Je ne connaissais rien de Benoîte Groult, si ce n'est son nom, et que je confondais en plus avec Antoinette Fouque ! Bref, un désastre.
Le texte est une autobiographie non exhaustive, qui revient sur les différents événements qui ont sorti l'auteure de sa "léthargie" (c'est elle qui le dit), c'est à dire de son apathie devant une société patriarcale qui ne lui laissait -à elle et à toutes ses compagnes-qu'une fenêtre excessivement étroite pour exister.
Elle présente d'abord sa famille, son éducation peu machiste qui la prépare mal à la réalité de la société...Même si l'unique horizon d'une femme née en France en 1920 reste le mariage...Elle fait apercevoir au lecteur le dégoût (et la peur ?) de la société à cette époque pour les femmes non mariées, considérées en somme comme des êtres sans raison d'exister, des ratées, car elles ne font aucune de leurs deux missions sur terre : s'occuper d'un grand "bébé-homme" (sic), et de petits bébés...

◆ **TRAVAIL DEMANDÉ**:
Recopiez à l'identique le passage du texte sur l'autobiographie de Benoîte Groult qui débute aux mots « Le texte est » et s'arrête après « de petits bébés... ».

◆ **LIGNES DE DONNÉES**:
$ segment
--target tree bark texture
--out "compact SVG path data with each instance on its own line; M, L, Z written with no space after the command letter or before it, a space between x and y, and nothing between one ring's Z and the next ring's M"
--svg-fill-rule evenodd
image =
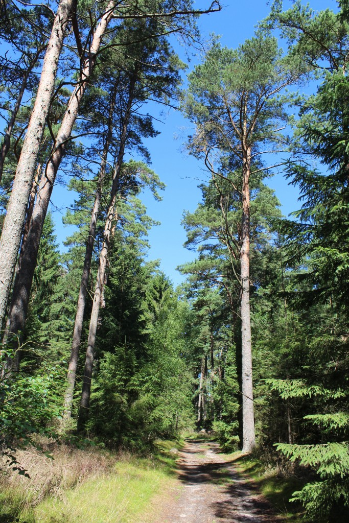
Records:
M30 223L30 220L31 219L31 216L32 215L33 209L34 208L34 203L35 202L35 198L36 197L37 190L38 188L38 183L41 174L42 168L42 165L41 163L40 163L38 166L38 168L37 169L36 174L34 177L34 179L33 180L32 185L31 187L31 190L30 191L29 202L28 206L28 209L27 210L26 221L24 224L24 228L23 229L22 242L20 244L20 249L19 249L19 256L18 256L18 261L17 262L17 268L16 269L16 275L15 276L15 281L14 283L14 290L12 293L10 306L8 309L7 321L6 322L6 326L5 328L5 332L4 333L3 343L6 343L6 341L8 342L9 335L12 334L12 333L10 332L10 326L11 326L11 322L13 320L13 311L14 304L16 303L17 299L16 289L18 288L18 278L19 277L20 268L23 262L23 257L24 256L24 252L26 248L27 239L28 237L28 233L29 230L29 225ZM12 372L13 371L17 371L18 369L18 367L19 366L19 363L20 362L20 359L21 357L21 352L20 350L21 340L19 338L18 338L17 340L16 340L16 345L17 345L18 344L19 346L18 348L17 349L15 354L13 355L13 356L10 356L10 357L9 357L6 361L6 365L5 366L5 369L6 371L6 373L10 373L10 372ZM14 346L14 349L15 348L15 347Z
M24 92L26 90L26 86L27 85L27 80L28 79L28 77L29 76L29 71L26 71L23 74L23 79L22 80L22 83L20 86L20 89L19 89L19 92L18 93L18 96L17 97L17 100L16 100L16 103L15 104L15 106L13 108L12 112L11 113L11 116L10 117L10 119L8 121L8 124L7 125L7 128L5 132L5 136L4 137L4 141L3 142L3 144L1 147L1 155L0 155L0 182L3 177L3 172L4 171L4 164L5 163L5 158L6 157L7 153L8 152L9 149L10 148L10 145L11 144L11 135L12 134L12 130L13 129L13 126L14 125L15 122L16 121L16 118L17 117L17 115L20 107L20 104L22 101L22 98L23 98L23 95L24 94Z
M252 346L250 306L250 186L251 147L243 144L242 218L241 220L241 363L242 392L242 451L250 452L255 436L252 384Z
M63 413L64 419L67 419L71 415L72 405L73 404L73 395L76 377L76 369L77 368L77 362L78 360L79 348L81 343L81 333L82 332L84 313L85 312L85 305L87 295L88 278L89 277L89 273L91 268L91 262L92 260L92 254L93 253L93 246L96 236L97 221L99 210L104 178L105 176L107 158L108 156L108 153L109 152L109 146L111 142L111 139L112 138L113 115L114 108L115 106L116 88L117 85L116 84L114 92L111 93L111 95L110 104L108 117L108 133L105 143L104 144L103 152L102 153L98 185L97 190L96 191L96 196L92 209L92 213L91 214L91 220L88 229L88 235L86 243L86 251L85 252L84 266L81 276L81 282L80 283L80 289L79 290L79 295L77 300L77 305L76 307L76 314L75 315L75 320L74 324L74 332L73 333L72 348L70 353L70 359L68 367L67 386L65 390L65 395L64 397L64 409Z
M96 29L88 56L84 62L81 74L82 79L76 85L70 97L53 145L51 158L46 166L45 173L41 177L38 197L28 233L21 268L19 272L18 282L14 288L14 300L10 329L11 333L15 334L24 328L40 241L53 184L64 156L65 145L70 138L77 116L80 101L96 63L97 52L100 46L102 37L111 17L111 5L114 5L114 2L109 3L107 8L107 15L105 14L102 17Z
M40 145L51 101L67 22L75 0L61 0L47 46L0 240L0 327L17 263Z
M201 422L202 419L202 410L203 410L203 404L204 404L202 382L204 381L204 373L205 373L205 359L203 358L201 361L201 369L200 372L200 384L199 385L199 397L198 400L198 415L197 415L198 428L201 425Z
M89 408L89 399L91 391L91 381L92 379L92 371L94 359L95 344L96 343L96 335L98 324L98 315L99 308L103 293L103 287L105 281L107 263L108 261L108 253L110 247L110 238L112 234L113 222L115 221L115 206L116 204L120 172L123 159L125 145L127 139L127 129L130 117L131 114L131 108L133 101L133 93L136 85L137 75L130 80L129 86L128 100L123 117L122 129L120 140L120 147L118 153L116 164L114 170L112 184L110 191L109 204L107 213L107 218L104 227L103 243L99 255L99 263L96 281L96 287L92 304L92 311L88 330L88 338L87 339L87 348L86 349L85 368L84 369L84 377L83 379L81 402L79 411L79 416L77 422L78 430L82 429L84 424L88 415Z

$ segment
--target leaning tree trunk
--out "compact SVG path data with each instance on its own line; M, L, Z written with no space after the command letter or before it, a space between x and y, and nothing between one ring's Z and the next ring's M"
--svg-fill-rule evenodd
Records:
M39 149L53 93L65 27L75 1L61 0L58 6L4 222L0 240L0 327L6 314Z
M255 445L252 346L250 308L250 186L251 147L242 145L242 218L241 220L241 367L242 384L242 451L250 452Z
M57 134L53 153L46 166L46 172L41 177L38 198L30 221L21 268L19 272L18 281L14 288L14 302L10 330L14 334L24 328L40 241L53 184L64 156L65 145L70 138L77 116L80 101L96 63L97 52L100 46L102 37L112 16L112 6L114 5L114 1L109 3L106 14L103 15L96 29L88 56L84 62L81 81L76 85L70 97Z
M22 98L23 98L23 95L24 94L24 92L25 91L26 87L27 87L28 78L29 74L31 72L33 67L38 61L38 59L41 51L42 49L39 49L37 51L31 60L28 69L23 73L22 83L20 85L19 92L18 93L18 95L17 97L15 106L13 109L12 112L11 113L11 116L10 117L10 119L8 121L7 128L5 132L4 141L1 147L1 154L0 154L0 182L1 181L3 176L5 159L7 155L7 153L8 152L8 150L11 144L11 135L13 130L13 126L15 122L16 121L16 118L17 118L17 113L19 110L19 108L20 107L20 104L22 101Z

◆ **RÉSULTAT OBTENU**:
Le texte est une autobiographie non exhaustive, qui revient sur les différents événements qui ont sorti l'auteure de sa "léthargie" (c'est elle qui le dit), c'est à dire de son apathie devant une société patriarcale qui ne lui laissait -à elle et à toutes ses compagnes-qu'une fenêtre excessivement étroite pour exister.
Elle présente d'abord sa famille, son éducation peu machiste qui la prépare mal à la réalité de la société...Même si l'unique horizon d'une femme née en France en 1920 reste le mariage...Elle fait apercevoir au lecteur le dégoût (et la peur ?) de la société à cette époque pour les femmes non mariées, considérées en somme comme des êtres sans raison d'exister, des ratées, car elles ne font aucune de leurs deux missions sur terre : s'occuper d'un grand "bébé-homme" (sic), et de petits bébés...